> Your goal: Skip all pictures. Set down only the lines starting at the line containing "Task: place one pin on each instance of the fish anal" and running to the end of the listing.

[Data items]
○ ○ ○ ○ ○ ○ ○
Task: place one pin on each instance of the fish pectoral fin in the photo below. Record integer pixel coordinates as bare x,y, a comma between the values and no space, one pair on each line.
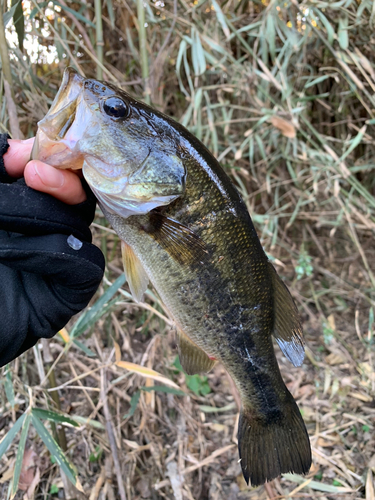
287,328
134,272
179,241
192,358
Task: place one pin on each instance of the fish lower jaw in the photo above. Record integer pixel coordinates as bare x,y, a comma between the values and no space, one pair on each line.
58,154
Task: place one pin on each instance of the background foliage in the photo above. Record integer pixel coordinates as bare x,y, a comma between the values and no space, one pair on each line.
283,93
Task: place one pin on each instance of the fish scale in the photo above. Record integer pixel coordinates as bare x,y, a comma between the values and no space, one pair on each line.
185,228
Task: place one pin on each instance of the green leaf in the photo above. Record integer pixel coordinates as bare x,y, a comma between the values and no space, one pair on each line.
19,22
55,450
111,13
343,32
89,317
197,54
20,454
221,18
317,80
198,384
327,25
54,490
95,457
76,14
271,35
8,386
315,485
162,388
88,421
55,417
133,404
8,438
8,15
213,409
85,349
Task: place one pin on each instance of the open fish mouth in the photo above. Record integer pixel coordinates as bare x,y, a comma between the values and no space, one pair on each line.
53,140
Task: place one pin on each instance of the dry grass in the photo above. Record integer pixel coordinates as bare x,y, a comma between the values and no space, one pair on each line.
283,93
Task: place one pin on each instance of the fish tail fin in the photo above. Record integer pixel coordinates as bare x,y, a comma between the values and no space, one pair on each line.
270,447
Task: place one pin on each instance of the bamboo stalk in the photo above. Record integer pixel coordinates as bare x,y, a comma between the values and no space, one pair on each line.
99,38
8,83
143,49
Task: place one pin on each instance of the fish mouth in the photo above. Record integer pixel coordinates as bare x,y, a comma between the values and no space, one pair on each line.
52,144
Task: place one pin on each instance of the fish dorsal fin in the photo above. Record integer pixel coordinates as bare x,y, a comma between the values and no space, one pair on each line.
134,272
179,241
287,328
192,358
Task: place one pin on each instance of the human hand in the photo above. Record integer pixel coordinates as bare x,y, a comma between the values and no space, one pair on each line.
49,269
62,184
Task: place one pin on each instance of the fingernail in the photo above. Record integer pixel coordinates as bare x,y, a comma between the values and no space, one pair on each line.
50,176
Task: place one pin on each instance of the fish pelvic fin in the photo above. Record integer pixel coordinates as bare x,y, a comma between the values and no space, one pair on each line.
287,328
192,358
134,272
273,446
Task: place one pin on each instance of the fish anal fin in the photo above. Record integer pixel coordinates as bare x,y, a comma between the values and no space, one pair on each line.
269,447
134,272
192,358
287,328
182,244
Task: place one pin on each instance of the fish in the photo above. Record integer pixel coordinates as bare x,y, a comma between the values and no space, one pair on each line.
185,228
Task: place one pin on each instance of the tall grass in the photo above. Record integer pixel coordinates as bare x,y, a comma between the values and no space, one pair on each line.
282,92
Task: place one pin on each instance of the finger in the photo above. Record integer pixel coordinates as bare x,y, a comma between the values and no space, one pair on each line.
62,184
17,156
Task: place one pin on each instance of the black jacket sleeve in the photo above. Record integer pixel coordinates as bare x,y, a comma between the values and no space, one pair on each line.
49,270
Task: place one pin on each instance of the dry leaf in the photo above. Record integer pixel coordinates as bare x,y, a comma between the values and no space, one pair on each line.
286,127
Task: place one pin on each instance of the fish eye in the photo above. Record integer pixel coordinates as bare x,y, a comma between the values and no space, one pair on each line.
115,107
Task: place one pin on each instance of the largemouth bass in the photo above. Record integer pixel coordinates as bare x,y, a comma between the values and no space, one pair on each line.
185,228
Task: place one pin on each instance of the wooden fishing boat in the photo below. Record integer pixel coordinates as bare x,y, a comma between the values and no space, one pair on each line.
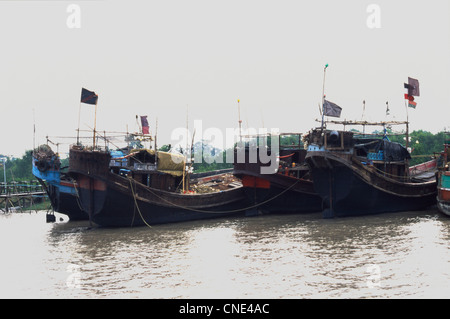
142,188
358,176
286,189
60,187
443,180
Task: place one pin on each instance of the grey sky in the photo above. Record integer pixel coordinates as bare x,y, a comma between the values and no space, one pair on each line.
○ ○ ○ ○ ○ ○ ○
> Answer in full:
Task: place one pin on each instance of the fish anal fin in the photo above. Record integer pixel coordinates as bare x,y, a comma between the values and no space, one pair on each line.
269,447
134,272
192,358
287,328
182,244
Task: place one pin on each instance of the fish in the photo above. Record integer pixel coordinates as bare x,y, a comma between the values and no space, one pair on each line.
185,228
Task: place one pin on each instance of the tall grass in the photo above. Record integer pixel coordinates as bare x,y, a comma between the values and no space, one pair on each line.
282,92
Task: place one pin on each instance of the finger in the photo above. Record integer pixel coordinates as bare x,y, a comma between the values and no space, one pair on each line.
62,184
17,156
Task: place one pin on each instance of the black jacket sleeve in the photo above. Record integer pixel coordinates as bare x,y, a comma between the values and no space, one pair on each line.
49,270
Task: place one pin on each instance of the dry leaf in the photo above. Record integer pixel coordinates as bare x,y, a comma between the values and no space, one pair on each line.
286,127
Task: place one pin on each instance of the fish eye in the photo above. Record integer pixel coordinates as bare x,y, a comma between the values and no space, one pair on each line.
115,107
Task: place one pin on each instance of the largemouth bass in the photo above. Record integer pixel coordinates as bare x,y, a comma between the values and no space, one pair on each line.
185,228
Task: place one pin on each instance of the wooden fishing boat in the photo below. Record integer pixel coordinates as bare x,y, a comma between the values and no space, one pair on each line.
142,188
358,176
286,189
60,187
443,180
Task: place one pin on each instance of the grey sky in the photo above. Record integer pixel coordinates as bare x,y, a comma between the values and no space, one pair on each line.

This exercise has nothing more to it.